▶ [Problem set]
1. Answer these questions using the forum post about the DR server restart issue, one answer per line:
(a) What was the investigation of the problem based on?
(b) What do the developers suspect the issue might be related to?
(c) What has already happened with some of the fixes for the possibly related bugs?
2. Continue the forum post about the DR server restart issue from its last sentence.

::: Document text :::

Author Topic: DR server needs to be restarted issue - V3 daily builds update  (Read 9523 times)

2018-10-24, 11:37:14

maru

  • Corona Team
  • Active Users
  • ****
  • Posts: 12758
  • Marcin
    • View Profile
We have received few reports from users having an issue with the DR server where it gets stuck and has to be restarted to continue rendering. Unfortunately we were never able to reproduce this problem and investigation based on your reports and minidumps did not lead us to the root cause of this bug yet. This makes us suspect that the issue might be related to specific hardware configuration, network setup, or 3rd party plugins and applications (however we are not saying it's not our fault!).

We have identified some other bugs which we believe may be related to this problem and we hope fixing them fixes this one as well. Some of the fixes have been already released in the recent builds, and some of them will be released in the upcoming ones.

::: Data :::

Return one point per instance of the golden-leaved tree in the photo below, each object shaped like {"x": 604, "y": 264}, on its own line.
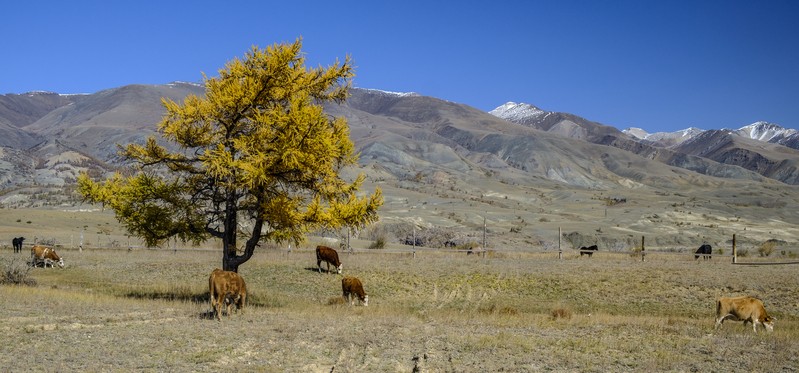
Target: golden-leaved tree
{"x": 256, "y": 159}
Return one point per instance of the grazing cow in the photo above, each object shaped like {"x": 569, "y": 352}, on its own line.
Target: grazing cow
{"x": 352, "y": 286}
{"x": 588, "y": 250}
{"x": 705, "y": 250}
{"x": 226, "y": 288}
{"x": 328, "y": 255}
{"x": 45, "y": 256}
{"x": 746, "y": 309}
{"x": 17, "y": 243}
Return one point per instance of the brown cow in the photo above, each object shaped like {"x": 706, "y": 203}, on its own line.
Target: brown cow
{"x": 328, "y": 255}
{"x": 352, "y": 285}
{"x": 746, "y": 309}
{"x": 46, "y": 256}
{"x": 227, "y": 288}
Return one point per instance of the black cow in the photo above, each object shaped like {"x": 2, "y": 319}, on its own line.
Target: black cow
{"x": 704, "y": 251}
{"x": 588, "y": 250}
{"x": 17, "y": 243}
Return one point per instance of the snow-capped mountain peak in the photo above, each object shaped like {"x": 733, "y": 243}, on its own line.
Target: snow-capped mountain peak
{"x": 516, "y": 112}
{"x": 764, "y": 131}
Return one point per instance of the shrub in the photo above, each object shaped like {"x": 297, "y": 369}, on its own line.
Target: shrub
{"x": 743, "y": 253}
{"x": 766, "y": 248}
{"x": 16, "y": 273}
{"x": 379, "y": 243}
{"x": 561, "y": 313}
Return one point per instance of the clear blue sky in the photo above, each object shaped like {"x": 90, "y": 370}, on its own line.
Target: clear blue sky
{"x": 659, "y": 65}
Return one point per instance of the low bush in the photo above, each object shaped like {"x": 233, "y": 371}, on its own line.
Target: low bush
{"x": 17, "y": 273}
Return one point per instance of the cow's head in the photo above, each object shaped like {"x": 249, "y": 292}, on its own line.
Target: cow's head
{"x": 768, "y": 322}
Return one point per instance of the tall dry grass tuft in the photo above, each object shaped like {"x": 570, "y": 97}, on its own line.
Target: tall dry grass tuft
{"x": 17, "y": 273}
{"x": 561, "y": 313}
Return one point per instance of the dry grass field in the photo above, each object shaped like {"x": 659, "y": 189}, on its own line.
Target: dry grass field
{"x": 147, "y": 310}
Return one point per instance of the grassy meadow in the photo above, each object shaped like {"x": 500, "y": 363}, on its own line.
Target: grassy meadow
{"x": 147, "y": 310}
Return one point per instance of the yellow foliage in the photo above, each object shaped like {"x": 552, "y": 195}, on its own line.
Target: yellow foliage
{"x": 257, "y": 146}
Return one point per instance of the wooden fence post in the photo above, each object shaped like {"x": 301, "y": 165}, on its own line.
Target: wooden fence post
{"x": 643, "y": 249}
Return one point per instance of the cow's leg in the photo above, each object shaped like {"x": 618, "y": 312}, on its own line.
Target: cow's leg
{"x": 719, "y": 321}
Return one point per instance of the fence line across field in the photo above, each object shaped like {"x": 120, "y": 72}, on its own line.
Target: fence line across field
{"x": 641, "y": 251}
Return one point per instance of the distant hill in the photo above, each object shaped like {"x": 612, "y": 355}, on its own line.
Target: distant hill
{"x": 523, "y": 171}
{"x": 776, "y": 162}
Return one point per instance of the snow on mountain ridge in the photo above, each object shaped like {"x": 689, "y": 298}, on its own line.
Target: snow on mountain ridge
{"x": 516, "y": 112}
{"x": 764, "y": 131}
{"x": 390, "y": 93}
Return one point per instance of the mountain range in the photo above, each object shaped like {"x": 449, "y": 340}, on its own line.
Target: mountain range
{"x": 442, "y": 163}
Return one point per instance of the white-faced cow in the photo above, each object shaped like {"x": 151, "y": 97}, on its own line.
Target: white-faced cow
{"x": 746, "y": 309}
{"x": 588, "y": 250}
{"x": 17, "y": 243}
{"x": 352, "y": 288}
{"x": 226, "y": 288}
{"x": 45, "y": 256}
{"x": 328, "y": 255}
{"x": 705, "y": 250}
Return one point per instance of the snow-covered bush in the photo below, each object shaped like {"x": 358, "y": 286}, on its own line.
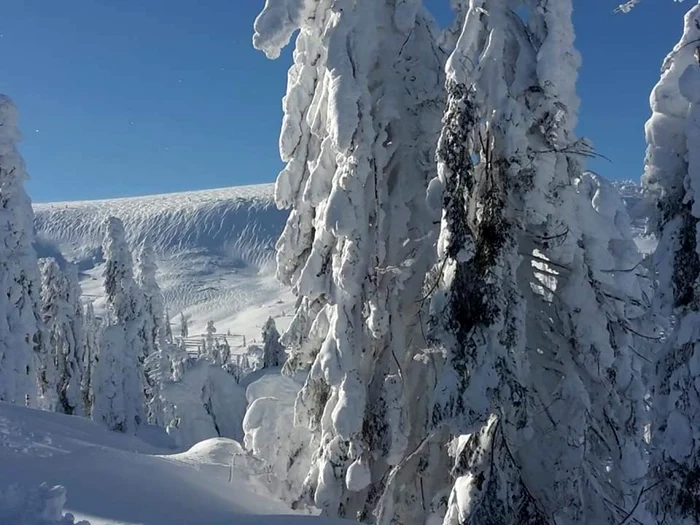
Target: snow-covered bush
{"x": 272, "y": 437}
{"x": 40, "y": 506}
{"x": 207, "y": 402}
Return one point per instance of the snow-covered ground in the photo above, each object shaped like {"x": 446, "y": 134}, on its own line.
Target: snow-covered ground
{"x": 113, "y": 478}
{"x": 214, "y": 248}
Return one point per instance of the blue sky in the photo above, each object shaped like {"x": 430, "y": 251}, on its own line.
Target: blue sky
{"x": 130, "y": 97}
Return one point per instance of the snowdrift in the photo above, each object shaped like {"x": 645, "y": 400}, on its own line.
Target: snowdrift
{"x": 112, "y": 478}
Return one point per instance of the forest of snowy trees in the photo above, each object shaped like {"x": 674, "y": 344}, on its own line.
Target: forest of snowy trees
{"x": 480, "y": 339}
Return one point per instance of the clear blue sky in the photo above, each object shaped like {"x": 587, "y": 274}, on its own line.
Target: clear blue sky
{"x": 129, "y": 97}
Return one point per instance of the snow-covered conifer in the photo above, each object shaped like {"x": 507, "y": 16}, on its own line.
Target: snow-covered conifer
{"x": 168, "y": 329}
{"x": 156, "y": 351}
{"x": 539, "y": 379}
{"x": 672, "y": 175}
{"x": 20, "y": 332}
{"x": 362, "y": 113}
{"x": 118, "y": 383}
{"x": 273, "y": 351}
{"x": 184, "y": 326}
{"x": 63, "y": 318}
{"x": 210, "y": 340}
{"x": 91, "y": 337}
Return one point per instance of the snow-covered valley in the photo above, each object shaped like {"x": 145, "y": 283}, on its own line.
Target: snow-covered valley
{"x": 214, "y": 250}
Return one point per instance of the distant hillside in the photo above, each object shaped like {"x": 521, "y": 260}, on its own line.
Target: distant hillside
{"x": 215, "y": 248}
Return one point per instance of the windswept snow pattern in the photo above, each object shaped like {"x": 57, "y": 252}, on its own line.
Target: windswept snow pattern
{"x": 214, "y": 249}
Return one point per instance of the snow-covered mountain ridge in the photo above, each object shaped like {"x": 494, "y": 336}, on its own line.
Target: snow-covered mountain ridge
{"x": 214, "y": 248}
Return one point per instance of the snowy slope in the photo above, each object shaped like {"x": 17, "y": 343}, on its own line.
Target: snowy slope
{"x": 114, "y": 479}
{"x": 214, "y": 248}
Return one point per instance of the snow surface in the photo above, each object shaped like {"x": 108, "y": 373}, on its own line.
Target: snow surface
{"x": 214, "y": 250}
{"x": 113, "y": 478}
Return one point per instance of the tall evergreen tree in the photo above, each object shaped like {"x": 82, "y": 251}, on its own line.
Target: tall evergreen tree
{"x": 63, "y": 318}
{"x": 672, "y": 176}
{"x": 20, "y": 331}
{"x": 156, "y": 351}
{"x": 361, "y": 119}
{"x": 540, "y": 377}
{"x": 273, "y": 351}
{"x": 118, "y": 384}
{"x": 91, "y": 336}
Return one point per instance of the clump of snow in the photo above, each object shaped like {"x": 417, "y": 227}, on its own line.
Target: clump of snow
{"x": 271, "y": 435}
{"x": 207, "y": 403}
{"x": 117, "y": 479}
{"x": 41, "y": 506}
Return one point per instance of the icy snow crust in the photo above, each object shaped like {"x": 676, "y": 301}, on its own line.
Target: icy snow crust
{"x": 214, "y": 248}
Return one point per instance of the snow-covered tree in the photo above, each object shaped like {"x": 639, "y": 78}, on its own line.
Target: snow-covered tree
{"x": 362, "y": 114}
{"x": 118, "y": 384}
{"x": 531, "y": 305}
{"x": 184, "y": 326}
{"x": 20, "y": 331}
{"x": 63, "y": 318}
{"x": 154, "y": 311}
{"x": 672, "y": 175}
{"x": 273, "y": 351}
{"x": 91, "y": 338}
{"x": 156, "y": 351}
{"x": 168, "y": 329}
{"x": 210, "y": 339}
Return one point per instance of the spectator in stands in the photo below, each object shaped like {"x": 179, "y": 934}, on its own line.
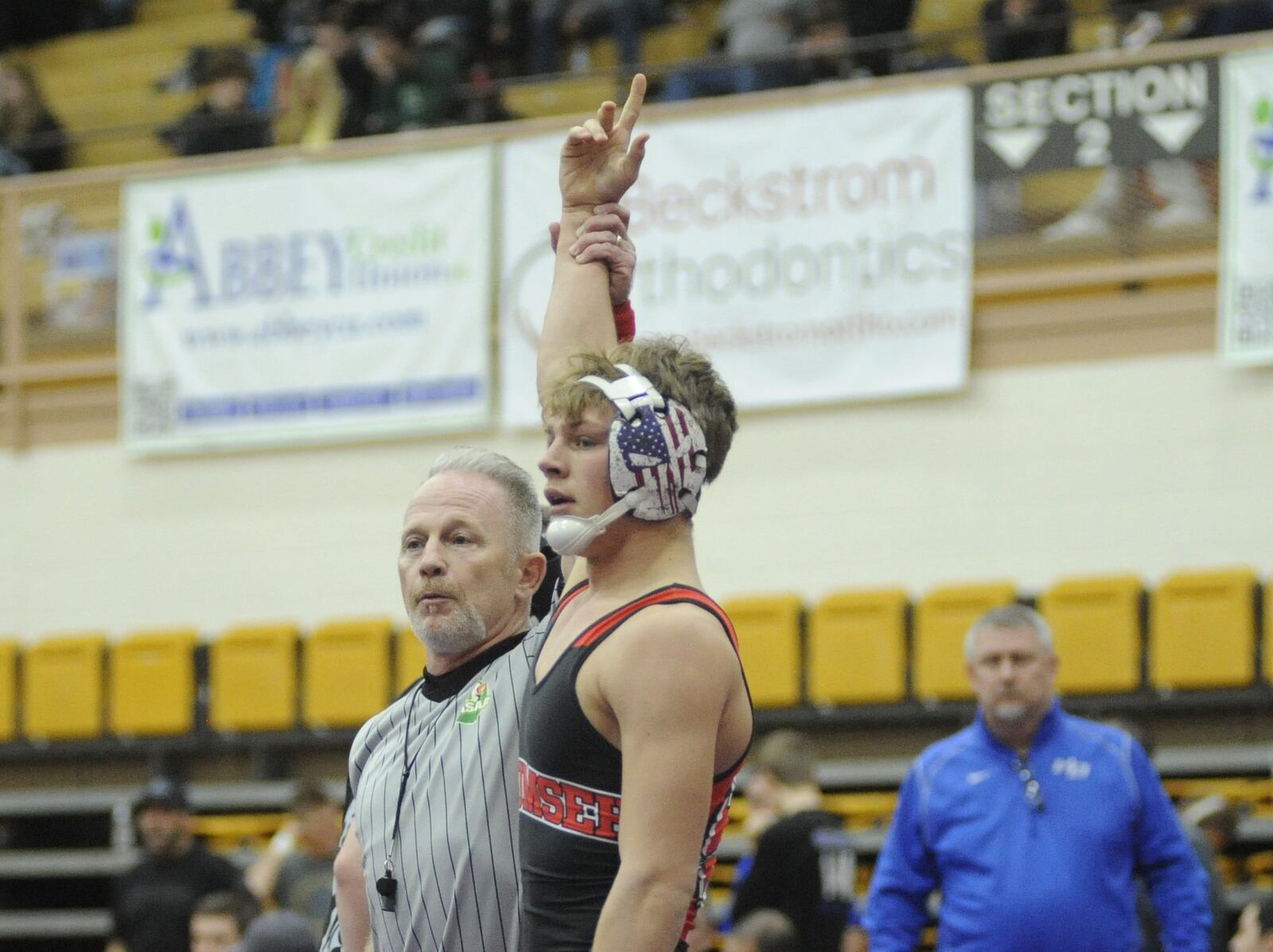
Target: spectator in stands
{"x": 279, "y": 932}
{"x": 757, "y": 37}
{"x": 805, "y": 863}
{"x": 413, "y": 87}
{"x": 296, "y": 871}
{"x": 554, "y": 22}
{"x": 764, "y": 931}
{"x": 1025, "y": 29}
{"x": 25, "y": 22}
{"x": 1254, "y": 928}
{"x": 1031, "y": 822}
{"x": 282, "y": 27}
{"x": 31, "y": 137}
{"x": 1220, "y": 924}
{"x": 312, "y": 102}
{"x": 220, "y": 922}
{"x": 333, "y": 36}
{"x": 156, "y": 899}
{"x": 223, "y": 121}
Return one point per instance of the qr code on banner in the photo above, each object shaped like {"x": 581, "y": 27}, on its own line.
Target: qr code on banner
{"x": 154, "y": 406}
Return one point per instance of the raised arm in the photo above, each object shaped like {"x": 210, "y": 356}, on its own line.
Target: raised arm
{"x": 352, "y": 909}
{"x": 600, "y": 162}
{"x": 1177, "y": 881}
{"x": 668, "y": 678}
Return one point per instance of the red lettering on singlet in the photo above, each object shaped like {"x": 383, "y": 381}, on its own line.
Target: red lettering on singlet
{"x": 570, "y": 807}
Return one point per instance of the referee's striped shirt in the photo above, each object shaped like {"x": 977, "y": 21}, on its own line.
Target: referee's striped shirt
{"x": 456, "y": 858}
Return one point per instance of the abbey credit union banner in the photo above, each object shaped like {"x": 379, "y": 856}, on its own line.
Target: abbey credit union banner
{"x": 818, "y": 252}
{"x": 306, "y": 303}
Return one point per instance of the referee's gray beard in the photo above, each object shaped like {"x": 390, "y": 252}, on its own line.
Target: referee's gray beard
{"x": 456, "y": 633}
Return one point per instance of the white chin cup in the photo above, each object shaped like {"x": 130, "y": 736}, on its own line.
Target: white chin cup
{"x": 572, "y": 534}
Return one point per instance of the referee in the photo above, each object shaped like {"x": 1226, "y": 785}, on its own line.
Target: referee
{"x": 430, "y": 858}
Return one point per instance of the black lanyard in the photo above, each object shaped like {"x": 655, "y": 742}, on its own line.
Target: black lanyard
{"x": 387, "y": 886}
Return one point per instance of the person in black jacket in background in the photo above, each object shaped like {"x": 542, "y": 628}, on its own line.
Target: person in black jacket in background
{"x": 1025, "y": 29}
{"x": 805, "y": 865}
{"x": 31, "y": 137}
{"x": 223, "y": 121}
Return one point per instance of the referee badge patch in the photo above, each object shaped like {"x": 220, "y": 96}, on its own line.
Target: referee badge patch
{"x": 474, "y": 704}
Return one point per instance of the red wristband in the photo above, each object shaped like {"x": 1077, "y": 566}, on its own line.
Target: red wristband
{"x": 625, "y": 322}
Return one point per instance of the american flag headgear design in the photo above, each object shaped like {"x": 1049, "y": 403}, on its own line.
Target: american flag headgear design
{"x": 657, "y": 452}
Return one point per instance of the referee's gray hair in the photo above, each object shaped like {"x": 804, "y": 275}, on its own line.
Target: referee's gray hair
{"x": 524, "y": 502}
{"x": 1010, "y": 616}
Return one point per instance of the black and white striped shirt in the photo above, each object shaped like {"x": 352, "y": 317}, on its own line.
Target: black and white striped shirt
{"x": 456, "y": 857}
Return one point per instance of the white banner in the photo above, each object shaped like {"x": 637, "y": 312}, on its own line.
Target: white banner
{"x": 1245, "y": 324}
{"x": 307, "y": 303}
{"x": 816, "y": 254}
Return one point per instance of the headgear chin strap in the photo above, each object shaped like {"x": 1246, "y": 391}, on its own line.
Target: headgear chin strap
{"x": 657, "y": 462}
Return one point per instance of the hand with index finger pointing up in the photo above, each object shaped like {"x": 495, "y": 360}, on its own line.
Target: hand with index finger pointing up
{"x": 601, "y": 158}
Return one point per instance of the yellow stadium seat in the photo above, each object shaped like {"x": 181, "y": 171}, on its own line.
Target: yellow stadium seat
{"x": 1096, "y": 623}
{"x": 769, "y": 646}
{"x": 1202, "y": 630}
{"x": 8, "y": 689}
{"x": 942, "y": 619}
{"x": 152, "y": 684}
{"x": 857, "y": 648}
{"x": 345, "y": 676}
{"x": 409, "y": 657}
{"x": 63, "y": 687}
{"x": 252, "y": 678}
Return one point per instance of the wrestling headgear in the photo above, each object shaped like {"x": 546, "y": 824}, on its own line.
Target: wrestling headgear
{"x": 659, "y": 460}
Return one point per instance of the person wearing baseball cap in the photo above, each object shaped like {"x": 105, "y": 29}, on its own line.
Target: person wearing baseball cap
{"x": 156, "y": 899}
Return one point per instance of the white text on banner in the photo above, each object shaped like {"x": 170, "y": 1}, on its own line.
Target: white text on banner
{"x": 816, "y": 254}
{"x": 1245, "y": 324}
{"x": 307, "y": 303}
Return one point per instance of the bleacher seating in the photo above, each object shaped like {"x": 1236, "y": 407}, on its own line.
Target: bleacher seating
{"x": 942, "y": 619}
{"x": 857, "y": 648}
{"x": 345, "y": 672}
{"x": 152, "y": 684}
{"x": 63, "y": 687}
{"x": 1202, "y": 633}
{"x": 252, "y": 678}
{"x": 1096, "y": 624}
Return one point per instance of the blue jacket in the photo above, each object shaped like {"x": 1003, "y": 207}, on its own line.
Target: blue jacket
{"x": 1050, "y": 875}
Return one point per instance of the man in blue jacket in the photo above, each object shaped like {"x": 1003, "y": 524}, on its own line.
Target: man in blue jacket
{"x": 1033, "y": 824}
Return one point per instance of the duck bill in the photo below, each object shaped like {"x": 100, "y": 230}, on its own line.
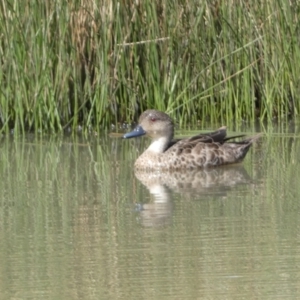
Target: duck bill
{"x": 138, "y": 131}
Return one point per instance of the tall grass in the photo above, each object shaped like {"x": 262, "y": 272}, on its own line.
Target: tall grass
{"x": 90, "y": 63}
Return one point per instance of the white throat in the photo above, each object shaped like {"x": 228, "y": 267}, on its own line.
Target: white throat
{"x": 158, "y": 145}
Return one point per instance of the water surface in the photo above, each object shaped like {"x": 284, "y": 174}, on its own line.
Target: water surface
{"x": 77, "y": 223}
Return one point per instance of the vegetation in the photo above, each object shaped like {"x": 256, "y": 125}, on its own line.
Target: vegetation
{"x": 90, "y": 63}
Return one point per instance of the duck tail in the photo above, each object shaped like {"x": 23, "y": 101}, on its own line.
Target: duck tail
{"x": 245, "y": 146}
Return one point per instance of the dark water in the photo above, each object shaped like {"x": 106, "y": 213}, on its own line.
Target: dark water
{"x": 76, "y": 223}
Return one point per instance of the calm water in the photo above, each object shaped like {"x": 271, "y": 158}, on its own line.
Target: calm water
{"x": 76, "y": 223}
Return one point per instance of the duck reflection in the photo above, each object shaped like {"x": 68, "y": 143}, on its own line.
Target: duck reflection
{"x": 204, "y": 183}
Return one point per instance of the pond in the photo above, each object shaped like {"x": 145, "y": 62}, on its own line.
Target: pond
{"x": 76, "y": 222}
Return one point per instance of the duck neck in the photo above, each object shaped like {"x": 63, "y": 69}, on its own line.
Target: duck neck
{"x": 159, "y": 145}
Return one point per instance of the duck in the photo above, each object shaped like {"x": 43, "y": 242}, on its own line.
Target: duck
{"x": 200, "y": 151}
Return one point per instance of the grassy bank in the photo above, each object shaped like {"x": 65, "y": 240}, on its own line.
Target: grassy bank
{"x": 97, "y": 63}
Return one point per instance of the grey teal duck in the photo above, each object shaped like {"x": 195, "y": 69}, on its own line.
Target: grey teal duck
{"x": 200, "y": 151}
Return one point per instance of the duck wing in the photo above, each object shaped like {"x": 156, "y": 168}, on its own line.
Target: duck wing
{"x": 218, "y": 136}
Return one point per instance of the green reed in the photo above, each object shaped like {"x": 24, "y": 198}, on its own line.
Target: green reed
{"x": 97, "y": 63}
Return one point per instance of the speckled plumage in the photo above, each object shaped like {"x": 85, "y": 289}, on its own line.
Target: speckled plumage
{"x": 200, "y": 151}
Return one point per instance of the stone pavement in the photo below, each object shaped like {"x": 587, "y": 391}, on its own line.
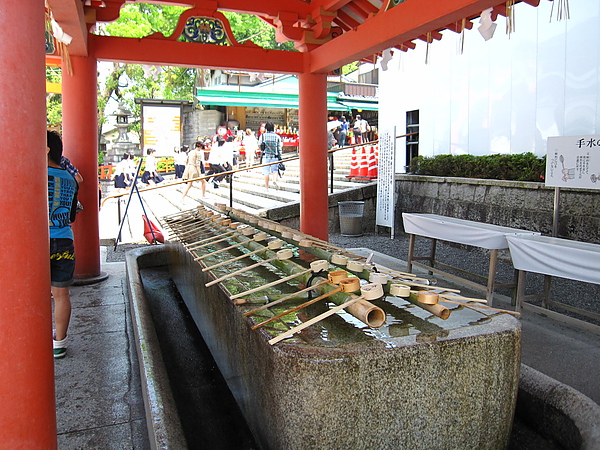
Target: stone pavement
{"x": 99, "y": 401}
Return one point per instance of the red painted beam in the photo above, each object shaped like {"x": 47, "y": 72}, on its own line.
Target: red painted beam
{"x": 404, "y": 22}
{"x": 186, "y": 54}
{"x": 70, "y": 16}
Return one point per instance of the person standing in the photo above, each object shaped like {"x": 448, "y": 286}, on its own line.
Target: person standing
{"x": 181, "y": 157}
{"x": 150, "y": 175}
{"x": 271, "y": 146}
{"x": 194, "y": 168}
{"x": 343, "y": 132}
{"x": 216, "y": 161}
{"x": 361, "y": 127}
{"x": 62, "y": 200}
{"x": 121, "y": 176}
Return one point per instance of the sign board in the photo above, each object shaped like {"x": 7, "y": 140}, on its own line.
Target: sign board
{"x": 573, "y": 161}
{"x": 386, "y": 179}
{"x": 161, "y": 126}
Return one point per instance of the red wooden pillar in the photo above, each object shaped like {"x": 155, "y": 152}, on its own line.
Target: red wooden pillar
{"x": 27, "y": 414}
{"x": 80, "y": 139}
{"x": 314, "y": 201}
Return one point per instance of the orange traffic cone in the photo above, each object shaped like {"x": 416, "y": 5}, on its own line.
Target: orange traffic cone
{"x": 151, "y": 232}
{"x": 353, "y": 165}
{"x": 373, "y": 165}
{"x": 363, "y": 170}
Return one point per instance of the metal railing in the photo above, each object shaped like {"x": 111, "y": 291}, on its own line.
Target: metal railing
{"x": 233, "y": 172}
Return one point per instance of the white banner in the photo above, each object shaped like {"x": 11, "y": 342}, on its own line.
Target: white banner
{"x": 162, "y": 128}
{"x": 386, "y": 179}
{"x": 573, "y": 161}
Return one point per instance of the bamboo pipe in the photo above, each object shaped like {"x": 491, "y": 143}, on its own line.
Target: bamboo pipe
{"x": 281, "y": 254}
{"x": 400, "y": 290}
{"x": 273, "y": 245}
{"x": 344, "y": 285}
{"x": 221, "y": 239}
{"x": 221, "y": 250}
{"x": 370, "y": 291}
{"x": 202, "y": 241}
{"x": 477, "y": 305}
{"x": 315, "y": 266}
{"x": 212, "y": 222}
{"x": 290, "y": 296}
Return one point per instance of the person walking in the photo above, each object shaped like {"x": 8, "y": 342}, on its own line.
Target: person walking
{"x": 360, "y": 129}
{"x": 216, "y": 161}
{"x": 151, "y": 176}
{"x": 271, "y": 146}
{"x": 180, "y": 161}
{"x": 194, "y": 168}
{"x": 62, "y": 201}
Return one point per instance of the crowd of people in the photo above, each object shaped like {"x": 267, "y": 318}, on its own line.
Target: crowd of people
{"x": 211, "y": 157}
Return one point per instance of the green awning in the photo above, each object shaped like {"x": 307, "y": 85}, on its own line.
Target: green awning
{"x": 353, "y": 104}
{"x": 259, "y": 99}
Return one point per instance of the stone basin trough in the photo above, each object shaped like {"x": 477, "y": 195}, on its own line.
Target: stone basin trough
{"x": 416, "y": 380}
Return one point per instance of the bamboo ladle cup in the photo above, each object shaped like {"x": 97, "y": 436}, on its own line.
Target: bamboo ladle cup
{"x": 281, "y": 255}
{"x": 346, "y": 284}
{"x": 315, "y": 266}
{"x": 234, "y": 229}
{"x": 371, "y": 291}
{"x": 273, "y": 245}
{"x": 216, "y": 239}
{"x": 258, "y": 237}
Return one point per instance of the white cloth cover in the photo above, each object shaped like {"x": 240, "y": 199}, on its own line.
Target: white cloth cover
{"x": 557, "y": 257}
{"x": 467, "y": 232}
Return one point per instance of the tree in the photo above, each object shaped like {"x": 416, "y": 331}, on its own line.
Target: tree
{"x": 125, "y": 82}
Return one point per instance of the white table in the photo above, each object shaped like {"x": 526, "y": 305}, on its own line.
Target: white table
{"x": 467, "y": 232}
{"x": 553, "y": 257}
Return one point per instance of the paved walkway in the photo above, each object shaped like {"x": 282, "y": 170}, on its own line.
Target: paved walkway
{"x": 98, "y": 389}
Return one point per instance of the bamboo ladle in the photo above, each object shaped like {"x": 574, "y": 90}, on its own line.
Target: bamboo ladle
{"x": 371, "y": 291}
{"x": 331, "y": 277}
{"x": 281, "y": 255}
{"x": 345, "y": 284}
{"x": 257, "y": 237}
{"x": 273, "y": 245}
{"x": 236, "y": 227}
{"x": 315, "y": 266}
{"x": 216, "y": 239}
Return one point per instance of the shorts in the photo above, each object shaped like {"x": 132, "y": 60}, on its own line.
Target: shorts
{"x": 272, "y": 168}
{"x": 62, "y": 262}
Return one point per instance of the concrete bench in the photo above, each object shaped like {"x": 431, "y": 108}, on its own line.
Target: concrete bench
{"x": 552, "y": 257}
{"x": 467, "y": 232}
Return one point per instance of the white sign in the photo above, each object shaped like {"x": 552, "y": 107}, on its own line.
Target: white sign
{"x": 386, "y": 179}
{"x": 573, "y": 161}
{"x": 162, "y": 128}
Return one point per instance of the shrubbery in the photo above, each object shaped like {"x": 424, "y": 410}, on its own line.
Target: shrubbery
{"x": 521, "y": 167}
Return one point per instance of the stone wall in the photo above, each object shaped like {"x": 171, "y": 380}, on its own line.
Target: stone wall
{"x": 514, "y": 204}
{"x": 508, "y": 203}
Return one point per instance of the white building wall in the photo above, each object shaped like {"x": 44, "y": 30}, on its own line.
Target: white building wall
{"x": 505, "y": 95}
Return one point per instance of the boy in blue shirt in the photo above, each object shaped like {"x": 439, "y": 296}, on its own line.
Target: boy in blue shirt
{"x": 62, "y": 189}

:::

▶ [Solved problems]
1.
(a) User reports and minidumps.
(b) Specific hardware configuration, network setup, or 3rd party plugins and applications.
(c) They have already been released in the recent builds.

2.
We have also added a "Restart 3ds Max after each render" option to the DR server based on your requests. We hope this will serve as a workaround for this problem until we can identify the real cause and fix it properly.

Please let us know if you are still experiencing this "DR server needs to be restarted" issue with the "Restart 3ds Max" checkbox enabled and disabled as this will greatly help us improve distributed rendering further.

*Update: note that the new version of the DR server application is installed into C:\Program Files\Corona\DR Server\DrServer.exe while the old one was installed into C:\Program Files\Corona\DrServer.exe. Make sure you are launching the correct version of the DR server application. It must have "DrServer | 3 (Release Candidate X)" text printed in its title bar.

The newest daily build can be downloaded from https://coronarenderer.freshdesk.com/support/solutions/articles/5000570015
Feel free to share your feedback in this forum thread or through https://coronarenderer.freshdesk.com/support/tickets/new

Thank you in advance for testing and for your patience, and sorry for this inconvenience.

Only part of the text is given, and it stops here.